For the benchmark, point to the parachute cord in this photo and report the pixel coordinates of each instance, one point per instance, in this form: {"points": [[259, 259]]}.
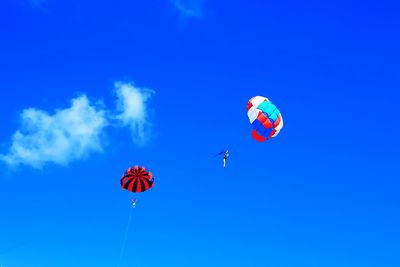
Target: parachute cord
{"points": [[125, 238]]}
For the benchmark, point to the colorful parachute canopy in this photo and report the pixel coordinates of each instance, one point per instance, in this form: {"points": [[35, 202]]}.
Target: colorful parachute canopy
{"points": [[137, 179], [265, 118]]}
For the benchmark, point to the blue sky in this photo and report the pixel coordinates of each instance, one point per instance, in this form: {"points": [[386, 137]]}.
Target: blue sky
{"points": [[165, 84]]}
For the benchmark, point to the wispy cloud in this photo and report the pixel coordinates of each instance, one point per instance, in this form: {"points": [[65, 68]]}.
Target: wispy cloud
{"points": [[133, 110], [68, 134], [75, 132], [189, 8]]}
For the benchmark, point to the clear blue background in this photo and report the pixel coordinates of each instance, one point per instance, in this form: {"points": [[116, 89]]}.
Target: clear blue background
{"points": [[324, 193]]}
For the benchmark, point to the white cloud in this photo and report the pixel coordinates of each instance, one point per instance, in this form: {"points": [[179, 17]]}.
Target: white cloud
{"points": [[189, 8], [133, 111], [68, 134]]}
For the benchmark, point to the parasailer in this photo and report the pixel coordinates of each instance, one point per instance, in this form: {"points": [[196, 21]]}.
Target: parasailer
{"points": [[265, 118], [137, 180]]}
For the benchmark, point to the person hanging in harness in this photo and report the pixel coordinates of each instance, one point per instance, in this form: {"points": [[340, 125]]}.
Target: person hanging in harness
{"points": [[226, 155]]}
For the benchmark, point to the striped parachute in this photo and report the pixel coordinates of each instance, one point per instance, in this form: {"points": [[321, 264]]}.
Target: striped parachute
{"points": [[137, 179], [265, 118]]}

++++++++++

## TASK STATEMENT:
Each record above is to be restated exactly, with its pictures removed from the copy.

## CORRECT ANSWER:
For the benchmark, point to the parachute cord in this photo and report the pixel coordinates of each instance, one point per instance, in this form: {"points": [[259, 259]]}.
Target: parachute cord
{"points": [[125, 238]]}
For the benchmark, point to the colorful parachute canopy in this photo and report the pixel coordinates of each instance, one point per instance, in this form: {"points": [[35, 202]]}.
Target: colorful parachute canopy
{"points": [[137, 179], [265, 118]]}
For the benchmark, point to the blue sky in this photo and report the pixel coordinates of each instance, one point per instance, in this form: {"points": [[386, 137]]}.
Target: blue sky
{"points": [[165, 84]]}
For the benchmark, point to the wispy cloud in this photo and report the pixel coordinates of each instance, one point per instance, in this form: {"points": [[65, 68]]}.
Target: wispy cloud
{"points": [[133, 110], [68, 134], [75, 132], [189, 8]]}
For the benchmark, point to the clear blue background in this photo and report the pixel coordinates of each instance, one point per instance, in this form: {"points": [[116, 89]]}.
Target: clear blue background
{"points": [[324, 193]]}
For the benchmark, point to the white cloud in this photo and report the pixel coordinates of each instance, one point per instance, in this form: {"points": [[179, 17]]}.
Target: white cloud
{"points": [[189, 8], [133, 111], [68, 134]]}
For the benchmark, point to the parasailer in this photo and report the pixel coordinates of each instance, one point per instance, in this form: {"points": [[196, 21]]}.
Target: parasailer
{"points": [[265, 118], [137, 180]]}
For the benchmark, point to the person hanging in harness in this photo and report the pixel coordinates of each instance, one point per instance, in this form: {"points": [[340, 125]]}.
Target: person hanging in harness
{"points": [[226, 155]]}
For the benchmark, point to the striped parachute in this photo and report the pixel coordinates of each instance, one point per instance, in this form: {"points": [[321, 264]]}.
Target: striped parachute
{"points": [[137, 179], [265, 118]]}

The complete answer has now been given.